> PAGE:
start

There is no currently produced Floris product called New Mown Hay, but GIT and Acqua di Parma are two of the world's great scents.


----------



## Mattdeckard (Mar 11, 2004)

I think Carrol & Co. would be a fine venue.


----------



## jamgood (Feb 8, 2006)

richstyle said:


> Yes, they were friends in CG's later years. CG was one of RL's early childhood idols. They used to go to the track together and Grant admired his line. I have receipts from Polo for stuff CG bought for his daughter--riding clothes and such--that didn't make it into the book. Also letters. If we can pull of that book signing, I'll bring them and other interesting tidbits, a a funny letter from Woody Allen to CG, etc., etc.
> 
> The entire RL Polo line seems to have been inspired by CG or at least the Savile Row cut.


PRL "Grant" model (1995). Extended soft shoulder, 3 to 2 lapel, patch pockets, nipped waist, angled lower front edges, moderate side vents. Topcoat weight camelhair broken herringbone tweed. Influenced by SUSPICION?

















Earlier there was a PRL "Astaire" model suit/sport jacket. Astaire objected. The jacket style was renamed Polo IV.


----------



## bimmerzimmer (Jul 28, 2005)

I love this book. It's very interesting and does a lot to break down the essence of CG's style and approach to clothing. 

One think that sticks with me is a bit of an inconsistency however. On several instances it cites Grant as having a rather modest wardrobe and closet. Then on other occassions it mentions a storage area of 250 plus suits, 75-80 overcoats, etc. It mentions all the tailors and fine stores he shopped but then also mentions him professing to buy BB off the peg. So...I guess CG was as enigmatic as he was stylish.

Bimmerzimmer


----------



## Artisan Fan (Jul 21, 2006)

Rich,

I also love the book...it's written so well I have a hard time putting it down and the pictures are terrific and the style commentary very valuable. It would be great if you could do a book on Douglas Fairbanks, Jr. one day.

My favorite page so far is Page 29 where it talks to how engaging Cary was in conversation because he really was interested in what people cared about personally. This is something I have seen often in charismatic people.

If only this was more prevalent in today's society...


----------



## richstyle (Aug 14, 2006)

bimmerzimmer said:


> I love this book. It's very interesting and does a lot to break down the essence of CG's style and approach to clothing.

end

> PROBLEMS TO SOLVE:
a) From the forum thread, reproduce the part that opens with the words containing "## jamgood (Feb" and closes with "Influenced by SUSPICION?".
b) Name every poster whose user name heads a post in the forum thread.

> RECORDED INFORMATION:

start

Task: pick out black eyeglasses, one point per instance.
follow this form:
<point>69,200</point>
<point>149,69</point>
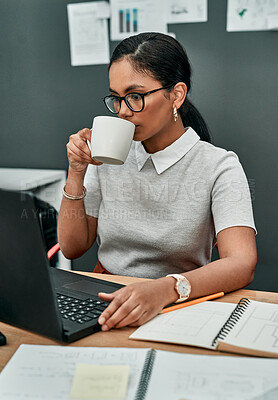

end

> CORRECT ANSWERS:
a)
## jamgood (Feb 8, 2006)

richstyle said:


> Yes, they were friends in CG's later years. CG was one of RL's early childhood idols. They used to go to the track together and Grant admired his line. I have receipts from Polo for stuff CG bought for his daughter--riding clothes and such--that didn't make it into the book. Also letters. If we can pull of that book signing, I'll bring them and other interesting tidbits, a a funny letter from Woody Allen to CG, etc., etc.
> 
> The entire RL Polo line seems to have been inspired by CG or at least the Savile Row cut.


PRL "Grant" model (1995). Extended soft shoulder, 3 to 2 lapel, patch pockets, nipped waist, angled lower front edges, moderate side vents. Topcoat weight camelhair broken herringbone tweed. Influenced by SUSPICION?

b) Mattdeckard, jamgood, bimmerzimmer, Artisan Fan, richstyle